# Start of Text extract
I Water tension of hemisphere

1. Mar 15, 2017

Just_enough

I have a 8mm diameter glass tube willed with water that have a bulge outward above the top.
I know that the preasure inside the bulge is higher than the outside (not postive as to why, probably due to it being in a liquid compare to the atmophere)
the question is:
1. how do I calculate the force due surface tension when this is all the info I was given?

I feel like I have to use BERNOULLI’S equation, but I think im missing too much info to do this.

2. Mar 15, 2017

Staff: Mentor

Are you familiar with the concept of surface tension?

3. Mar 15, 2017

Just_enough

yes

4. Mar 15, 2017

Staff: Mentor

Surface tension works the same as if there is a stretched membrane at the interface between the liquid and the gas. The tension in the membrane per unit length within the surface is equal to the surface tension. What is the downward surface tension force around the circumference of the tube exit.

5. Mar 15, 2017

Just_enough

I tried to go back and read on "fluids" chapter in my boo (Principle of physics by eric mazur) to try to understand what you mean, but I dont get it

6. Mar 16, 2017

Andy Resnick

This question is ill-posed, since the contact line is pinned at the tube edge. The pressure jump across the water-air interface is proportional to the curvature of the interface, and a range of curvatures are possible. Similarly, using Young's equation is complicated as a range of contact angles are possible.

7. Mar 16, 2017

Staff: Mentor

Hi Andy,
The problem title calls the surface hemispherical, so the contact angle is specified. I have trouble with the specification that the tube diameter is 0.8 cm and the surface could be hemispherical. I don't think this could be stable. I could better believe a 0.8 mm tube diameter.
# End of Text extract
# Start of Dataset content
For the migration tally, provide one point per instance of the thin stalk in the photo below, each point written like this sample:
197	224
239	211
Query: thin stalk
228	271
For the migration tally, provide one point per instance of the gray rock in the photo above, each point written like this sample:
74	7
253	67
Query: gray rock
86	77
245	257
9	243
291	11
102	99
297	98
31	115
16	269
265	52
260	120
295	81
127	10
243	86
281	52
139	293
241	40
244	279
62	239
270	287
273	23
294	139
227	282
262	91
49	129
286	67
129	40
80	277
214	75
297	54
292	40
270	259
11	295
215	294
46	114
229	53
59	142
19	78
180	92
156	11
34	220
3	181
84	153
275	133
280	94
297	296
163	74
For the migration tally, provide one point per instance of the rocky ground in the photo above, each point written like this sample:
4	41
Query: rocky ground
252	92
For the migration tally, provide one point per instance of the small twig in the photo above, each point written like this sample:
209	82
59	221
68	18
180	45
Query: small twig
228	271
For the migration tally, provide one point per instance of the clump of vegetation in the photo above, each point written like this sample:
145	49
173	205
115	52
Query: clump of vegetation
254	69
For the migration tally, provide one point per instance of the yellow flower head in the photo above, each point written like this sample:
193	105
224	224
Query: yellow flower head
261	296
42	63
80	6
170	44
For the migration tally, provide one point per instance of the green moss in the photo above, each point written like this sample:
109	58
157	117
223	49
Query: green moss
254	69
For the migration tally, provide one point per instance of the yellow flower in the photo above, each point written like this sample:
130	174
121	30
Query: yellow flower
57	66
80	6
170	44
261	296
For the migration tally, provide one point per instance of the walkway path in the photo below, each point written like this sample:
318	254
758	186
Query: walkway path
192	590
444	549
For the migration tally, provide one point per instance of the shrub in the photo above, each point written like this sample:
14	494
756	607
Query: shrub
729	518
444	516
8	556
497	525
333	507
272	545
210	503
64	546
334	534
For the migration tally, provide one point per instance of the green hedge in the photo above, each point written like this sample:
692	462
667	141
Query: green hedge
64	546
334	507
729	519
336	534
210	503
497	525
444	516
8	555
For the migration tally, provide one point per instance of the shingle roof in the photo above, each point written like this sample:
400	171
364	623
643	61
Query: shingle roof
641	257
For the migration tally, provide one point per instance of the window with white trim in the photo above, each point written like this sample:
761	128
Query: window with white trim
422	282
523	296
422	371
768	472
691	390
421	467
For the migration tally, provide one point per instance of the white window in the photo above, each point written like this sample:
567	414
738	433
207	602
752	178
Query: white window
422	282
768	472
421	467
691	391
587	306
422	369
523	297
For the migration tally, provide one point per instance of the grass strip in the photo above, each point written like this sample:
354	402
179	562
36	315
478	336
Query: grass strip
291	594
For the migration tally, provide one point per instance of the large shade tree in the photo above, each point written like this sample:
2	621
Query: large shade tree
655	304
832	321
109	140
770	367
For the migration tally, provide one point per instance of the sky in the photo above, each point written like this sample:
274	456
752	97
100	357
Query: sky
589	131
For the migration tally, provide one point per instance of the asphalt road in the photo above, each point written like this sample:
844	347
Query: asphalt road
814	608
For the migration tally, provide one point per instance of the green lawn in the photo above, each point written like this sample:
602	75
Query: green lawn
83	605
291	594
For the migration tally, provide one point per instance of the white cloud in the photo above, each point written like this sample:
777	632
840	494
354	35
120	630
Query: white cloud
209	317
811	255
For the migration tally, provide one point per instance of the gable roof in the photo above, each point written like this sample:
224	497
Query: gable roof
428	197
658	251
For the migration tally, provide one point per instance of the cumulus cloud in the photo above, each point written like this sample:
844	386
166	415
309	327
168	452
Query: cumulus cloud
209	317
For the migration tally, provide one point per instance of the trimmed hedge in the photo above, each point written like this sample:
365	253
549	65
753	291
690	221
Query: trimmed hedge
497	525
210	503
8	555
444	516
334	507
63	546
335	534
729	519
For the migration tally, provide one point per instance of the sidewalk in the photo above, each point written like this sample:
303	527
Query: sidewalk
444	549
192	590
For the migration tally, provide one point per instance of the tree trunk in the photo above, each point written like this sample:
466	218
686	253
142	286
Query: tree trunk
# End of Dataset content
__Actions to take__.
**A)** Rewrite the surface tension thread starting at "1. Mar 15, 2017" and ending at "to the atmophere)", changing "bulge" to "dome".
**B)** Go on with the surface tension thread from its last post.
These items have no connection to the surface tension thread.

__Set of answers__.
**A)**
1. Mar 15, 2017

Just_enough

I have a 8mm diameter glass tube willed with water that have a dome outward above the top.
I know that the preasure inside the dome is higher than the outside (not postive as to why, probably due to it being in a liquid compare to the atmophere)

**B)**
Chet

8. Mar 16, 2017

lychette

In what way would it not be stable. Do you have some mathematical reason? Genuinely interested in your statement

9. Mar 16, 2017

Staff: Mentor

It must seems to me that a hemispherical bulge 1 cm in diameter would not stay stable under the action of surface tension.

10. Mar 17, 2017

256bits

I tried it out with a plastic straw - 07mm OD, maybe .065 cm ID, so a very thin wall.
What looks like a hemisphere of water does form above by squeezing the straw.
Any more squeezing and there is a collapse.

Also tried a coke bottle - approx. 2 cm ID. The wall is 1.5 mm, somewhat flat.
The water rises up to what looks to be about 2 to 3 mm, and then collapses.

Now that is with plastic tubing.
Glass and water would ( should ) behave differentially.
And curvature of the rim would have an effect also.

Maximum radius for a hemispherical bubble?
Seems to be just what you had stated.

11. Mar 17, 2017

Andy Resnick

Yes, that's the title of this thread. But it's not in the stated problem ("a bulge outward").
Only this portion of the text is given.